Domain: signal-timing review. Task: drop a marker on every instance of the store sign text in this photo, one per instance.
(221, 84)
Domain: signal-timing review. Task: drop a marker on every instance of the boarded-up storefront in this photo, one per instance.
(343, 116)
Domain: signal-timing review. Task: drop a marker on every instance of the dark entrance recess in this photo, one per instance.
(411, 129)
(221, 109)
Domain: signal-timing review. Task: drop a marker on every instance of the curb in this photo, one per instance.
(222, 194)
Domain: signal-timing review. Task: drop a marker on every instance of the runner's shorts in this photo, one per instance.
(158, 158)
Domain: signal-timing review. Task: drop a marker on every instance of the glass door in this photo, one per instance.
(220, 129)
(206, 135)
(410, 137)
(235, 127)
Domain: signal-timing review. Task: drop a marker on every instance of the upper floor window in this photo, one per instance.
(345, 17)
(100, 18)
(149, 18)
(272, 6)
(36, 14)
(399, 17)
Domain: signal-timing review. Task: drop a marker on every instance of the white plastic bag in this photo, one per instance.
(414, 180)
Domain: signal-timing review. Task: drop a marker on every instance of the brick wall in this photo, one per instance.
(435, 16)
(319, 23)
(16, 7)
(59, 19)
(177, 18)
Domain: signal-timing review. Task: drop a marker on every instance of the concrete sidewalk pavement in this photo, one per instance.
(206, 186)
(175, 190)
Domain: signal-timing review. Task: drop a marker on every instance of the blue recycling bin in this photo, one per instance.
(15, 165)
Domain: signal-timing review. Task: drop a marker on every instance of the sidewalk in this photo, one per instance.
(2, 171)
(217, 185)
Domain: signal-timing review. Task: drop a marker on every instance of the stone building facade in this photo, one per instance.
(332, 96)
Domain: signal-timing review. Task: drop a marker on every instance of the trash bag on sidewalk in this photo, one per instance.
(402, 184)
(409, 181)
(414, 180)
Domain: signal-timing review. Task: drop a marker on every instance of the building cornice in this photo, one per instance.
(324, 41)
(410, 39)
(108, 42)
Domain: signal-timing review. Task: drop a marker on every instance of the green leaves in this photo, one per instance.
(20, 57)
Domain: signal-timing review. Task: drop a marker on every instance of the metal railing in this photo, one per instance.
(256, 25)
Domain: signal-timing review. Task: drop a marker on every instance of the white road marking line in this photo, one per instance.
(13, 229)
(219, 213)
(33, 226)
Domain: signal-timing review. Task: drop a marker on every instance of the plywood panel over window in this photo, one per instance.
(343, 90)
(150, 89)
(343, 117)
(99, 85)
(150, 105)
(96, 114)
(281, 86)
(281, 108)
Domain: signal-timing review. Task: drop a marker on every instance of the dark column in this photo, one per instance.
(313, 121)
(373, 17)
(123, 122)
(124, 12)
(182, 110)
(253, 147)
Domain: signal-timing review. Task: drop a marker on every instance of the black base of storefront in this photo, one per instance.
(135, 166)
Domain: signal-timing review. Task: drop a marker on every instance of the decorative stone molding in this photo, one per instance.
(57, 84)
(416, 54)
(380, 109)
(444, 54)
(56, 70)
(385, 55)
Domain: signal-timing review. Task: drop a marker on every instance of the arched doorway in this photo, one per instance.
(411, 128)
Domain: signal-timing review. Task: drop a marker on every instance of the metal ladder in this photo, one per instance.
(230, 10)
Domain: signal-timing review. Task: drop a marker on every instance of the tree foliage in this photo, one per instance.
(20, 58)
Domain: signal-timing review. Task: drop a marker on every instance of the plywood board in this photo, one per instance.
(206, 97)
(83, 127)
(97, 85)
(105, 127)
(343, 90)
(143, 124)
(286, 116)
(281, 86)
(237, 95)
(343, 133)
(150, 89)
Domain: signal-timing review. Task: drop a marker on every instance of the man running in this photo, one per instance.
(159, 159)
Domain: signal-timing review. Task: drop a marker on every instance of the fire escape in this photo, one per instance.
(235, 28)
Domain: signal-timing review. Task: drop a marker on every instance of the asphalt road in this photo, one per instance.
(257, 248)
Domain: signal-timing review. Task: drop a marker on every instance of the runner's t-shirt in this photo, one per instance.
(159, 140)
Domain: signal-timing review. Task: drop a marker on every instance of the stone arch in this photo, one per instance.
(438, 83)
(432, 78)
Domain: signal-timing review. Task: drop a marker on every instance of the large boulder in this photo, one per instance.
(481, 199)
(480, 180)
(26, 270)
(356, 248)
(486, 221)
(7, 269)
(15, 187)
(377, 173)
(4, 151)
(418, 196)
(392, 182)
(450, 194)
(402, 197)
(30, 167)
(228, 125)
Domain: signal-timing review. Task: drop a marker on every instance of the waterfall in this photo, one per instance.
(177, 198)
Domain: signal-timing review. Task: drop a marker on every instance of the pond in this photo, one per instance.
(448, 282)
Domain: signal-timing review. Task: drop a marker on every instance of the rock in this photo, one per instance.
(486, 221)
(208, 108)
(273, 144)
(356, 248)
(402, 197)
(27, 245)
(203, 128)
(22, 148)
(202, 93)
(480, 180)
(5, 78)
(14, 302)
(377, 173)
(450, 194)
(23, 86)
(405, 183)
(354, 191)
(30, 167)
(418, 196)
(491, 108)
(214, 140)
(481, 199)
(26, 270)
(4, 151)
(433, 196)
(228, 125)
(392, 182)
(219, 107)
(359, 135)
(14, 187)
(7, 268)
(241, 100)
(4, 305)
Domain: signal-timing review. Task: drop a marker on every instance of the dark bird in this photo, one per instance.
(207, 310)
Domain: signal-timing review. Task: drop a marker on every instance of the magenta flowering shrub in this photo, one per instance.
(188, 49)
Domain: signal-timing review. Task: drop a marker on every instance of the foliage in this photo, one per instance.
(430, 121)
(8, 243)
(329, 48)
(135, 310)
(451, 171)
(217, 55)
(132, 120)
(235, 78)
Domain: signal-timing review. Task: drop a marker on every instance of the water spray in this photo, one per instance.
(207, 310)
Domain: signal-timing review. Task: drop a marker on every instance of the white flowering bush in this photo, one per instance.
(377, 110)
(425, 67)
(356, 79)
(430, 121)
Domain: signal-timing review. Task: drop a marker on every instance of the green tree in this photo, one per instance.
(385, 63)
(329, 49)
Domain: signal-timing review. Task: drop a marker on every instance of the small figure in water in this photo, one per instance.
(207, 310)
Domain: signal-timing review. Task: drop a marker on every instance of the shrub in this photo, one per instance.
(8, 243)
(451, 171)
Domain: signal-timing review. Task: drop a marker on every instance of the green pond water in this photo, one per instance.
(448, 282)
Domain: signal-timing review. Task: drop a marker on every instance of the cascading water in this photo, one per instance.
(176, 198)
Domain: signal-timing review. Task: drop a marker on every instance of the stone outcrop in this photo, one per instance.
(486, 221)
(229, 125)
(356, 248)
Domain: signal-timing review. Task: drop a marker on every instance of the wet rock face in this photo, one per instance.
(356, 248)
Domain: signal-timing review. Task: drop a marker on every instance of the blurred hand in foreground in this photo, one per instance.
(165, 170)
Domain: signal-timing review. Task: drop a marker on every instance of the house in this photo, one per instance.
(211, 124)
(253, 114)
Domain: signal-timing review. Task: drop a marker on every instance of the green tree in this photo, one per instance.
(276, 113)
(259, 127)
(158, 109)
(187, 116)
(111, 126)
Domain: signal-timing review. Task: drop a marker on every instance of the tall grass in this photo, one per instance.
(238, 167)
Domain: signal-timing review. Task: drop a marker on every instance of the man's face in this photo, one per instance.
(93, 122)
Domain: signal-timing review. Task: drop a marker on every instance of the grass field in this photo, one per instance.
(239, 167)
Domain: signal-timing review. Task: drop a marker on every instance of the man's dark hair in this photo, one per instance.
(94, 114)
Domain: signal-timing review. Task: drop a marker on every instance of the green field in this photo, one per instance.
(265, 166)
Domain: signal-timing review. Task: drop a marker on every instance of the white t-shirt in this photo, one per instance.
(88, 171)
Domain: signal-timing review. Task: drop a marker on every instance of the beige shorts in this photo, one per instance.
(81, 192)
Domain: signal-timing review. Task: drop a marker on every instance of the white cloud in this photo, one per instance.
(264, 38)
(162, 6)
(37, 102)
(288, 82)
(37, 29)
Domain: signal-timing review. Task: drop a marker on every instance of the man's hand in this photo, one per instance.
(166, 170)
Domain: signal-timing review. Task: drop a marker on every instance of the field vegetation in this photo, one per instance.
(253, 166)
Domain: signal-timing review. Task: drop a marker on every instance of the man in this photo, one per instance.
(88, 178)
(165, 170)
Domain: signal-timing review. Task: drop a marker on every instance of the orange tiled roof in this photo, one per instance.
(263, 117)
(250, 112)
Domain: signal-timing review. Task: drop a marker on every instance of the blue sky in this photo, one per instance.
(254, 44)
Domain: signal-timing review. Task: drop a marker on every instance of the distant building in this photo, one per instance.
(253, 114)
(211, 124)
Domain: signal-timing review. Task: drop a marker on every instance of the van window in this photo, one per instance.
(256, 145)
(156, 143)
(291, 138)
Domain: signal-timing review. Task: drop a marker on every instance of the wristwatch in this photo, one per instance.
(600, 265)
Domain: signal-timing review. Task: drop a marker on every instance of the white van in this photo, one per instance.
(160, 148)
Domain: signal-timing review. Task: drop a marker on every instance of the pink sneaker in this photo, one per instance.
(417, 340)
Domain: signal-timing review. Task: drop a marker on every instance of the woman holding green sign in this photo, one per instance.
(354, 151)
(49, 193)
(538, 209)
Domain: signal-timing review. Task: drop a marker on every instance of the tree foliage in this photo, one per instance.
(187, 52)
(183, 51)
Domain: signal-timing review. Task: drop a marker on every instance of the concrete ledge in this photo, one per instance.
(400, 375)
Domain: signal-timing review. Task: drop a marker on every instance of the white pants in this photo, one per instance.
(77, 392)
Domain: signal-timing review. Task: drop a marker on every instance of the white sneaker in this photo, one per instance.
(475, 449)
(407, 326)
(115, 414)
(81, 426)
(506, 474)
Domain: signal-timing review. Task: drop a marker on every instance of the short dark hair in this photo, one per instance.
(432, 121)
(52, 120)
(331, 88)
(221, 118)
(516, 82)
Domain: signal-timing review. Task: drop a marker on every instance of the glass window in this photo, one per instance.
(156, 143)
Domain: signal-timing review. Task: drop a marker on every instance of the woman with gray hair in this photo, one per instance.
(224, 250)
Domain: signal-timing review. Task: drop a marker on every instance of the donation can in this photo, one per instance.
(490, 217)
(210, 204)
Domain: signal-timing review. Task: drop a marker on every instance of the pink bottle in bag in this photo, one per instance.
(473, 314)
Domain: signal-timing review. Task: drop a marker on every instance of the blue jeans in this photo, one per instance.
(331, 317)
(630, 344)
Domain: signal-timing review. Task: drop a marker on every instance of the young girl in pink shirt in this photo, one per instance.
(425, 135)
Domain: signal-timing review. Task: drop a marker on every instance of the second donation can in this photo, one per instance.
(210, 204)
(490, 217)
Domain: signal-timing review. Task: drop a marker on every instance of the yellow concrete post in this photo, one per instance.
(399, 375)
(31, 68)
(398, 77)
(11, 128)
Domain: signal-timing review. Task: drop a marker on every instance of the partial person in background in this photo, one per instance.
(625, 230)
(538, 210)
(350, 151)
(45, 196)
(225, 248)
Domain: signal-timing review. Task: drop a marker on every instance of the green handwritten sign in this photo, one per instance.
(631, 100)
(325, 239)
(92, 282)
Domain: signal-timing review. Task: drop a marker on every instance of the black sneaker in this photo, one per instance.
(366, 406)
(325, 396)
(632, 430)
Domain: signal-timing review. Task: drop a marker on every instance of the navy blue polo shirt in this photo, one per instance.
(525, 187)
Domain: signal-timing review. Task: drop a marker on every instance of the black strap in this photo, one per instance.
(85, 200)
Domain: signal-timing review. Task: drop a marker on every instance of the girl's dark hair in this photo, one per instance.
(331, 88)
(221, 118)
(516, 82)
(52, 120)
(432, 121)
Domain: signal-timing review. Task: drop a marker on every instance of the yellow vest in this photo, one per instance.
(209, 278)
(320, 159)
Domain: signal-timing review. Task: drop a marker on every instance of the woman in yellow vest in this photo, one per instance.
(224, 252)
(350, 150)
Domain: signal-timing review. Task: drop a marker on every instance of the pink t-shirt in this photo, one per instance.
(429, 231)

== == ==

Task requirements:
Starting at the line that contains "of the donation", output each remaining line of the listing, the last line included, exactly as it appears.

Problem solution:
Domain: signal-timing review. Task: drop a marker on every instance of the donation can in this photo, one per instance.
(490, 217)
(210, 204)
Domain: signal-timing review. Task: drop a marker on every instance of the pink bottle in bag in this photo, one per instance.
(473, 314)
Domain: signal-timing review. Task: drop a marker on every instance of the blue jeans in this photo, one per instance.
(331, 317)
(630, 344)
Domain: signal-timing review. Task: drop a marker on every instance of the young girl in pink shirt in this photo, one per instance.
(425, 135)
Domain: signal-timing review. Task: drop a marker on every instance of the second donation can in this photo, one per instance.
(210, 204)
(490, 217)
Domain: signal-timing review. Task: drop a marker on every instance of the yellow concrete post in this photo, one per instance.
(399, 375)
(31, 68)
(398, 77)
(11, 128)
Domain: signal-timing review. Task: drop a marker on every instance of the partial person in background in this photo, one per instance.
(625, 230)
(538, 210)
(350, 151)
(45, 196)
(225, 248)
Domain: signal-timing review. Task: drop a marker on every instance of the green handwritten sign in this photo, one per instance.
(631, 100)
(325, 239)
(92, 282)
Domain: signal-timing review. Task: drop a marker on every instance of the black sneaker in this photo, one per instance.
(366, 406)
(325, 396)
(632, 430)
Domain: signal-timing review. Task: drop a marker on every instance of the navy blue polo shirt in this photo, one per instance.
(525, 187)
Domain: signal-timing review. Task: drop a marker on every instance of the black strap in this photo, one per instance.
(85, 200)
Domain: signal-timing review. Task: drop a marker on every instance of the girl's dark hair in this photo, one per instance.
(331, 88)
(221, 118)
(516, 82)
(52, 120)
(432, 121)
Domain: signal-timing review. Task: drop a marker on every instance of the yellow vest in this photo, one per instance.
(209, 278)
(320, 159)
Domain: signal-timing review. Task: drop a marker on every instance of the woman in yellow vest in this photo, one per instance.
(224, 252)
(350, 150)
Domain: signal-timing review. Task: drop a marker on every instance of the pink t-shirt in this photo, one per instance.
(429, 231)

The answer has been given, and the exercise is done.